- [Task description] Repeat the records in full and exactly, omitting pictures.

- [Supplied material]
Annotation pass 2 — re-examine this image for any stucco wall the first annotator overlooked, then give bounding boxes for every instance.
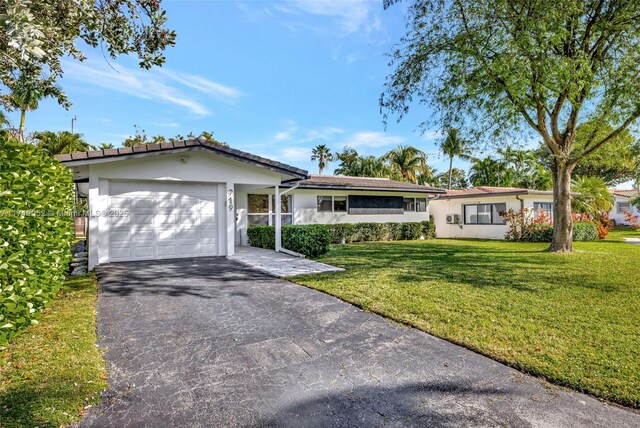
[86,150,286,268]
[235,188,433,245]
[430,194,555,240]
[609,194,639,225]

- [Exercise result]
Annotation pass 2 — re-examine this image for any stucco wall the first annotator overlooked, then give bounding boxes for every instance.
[86,150,286,268]
[235,188,433,245]
[430,194,555,240]
[609,194,639,225]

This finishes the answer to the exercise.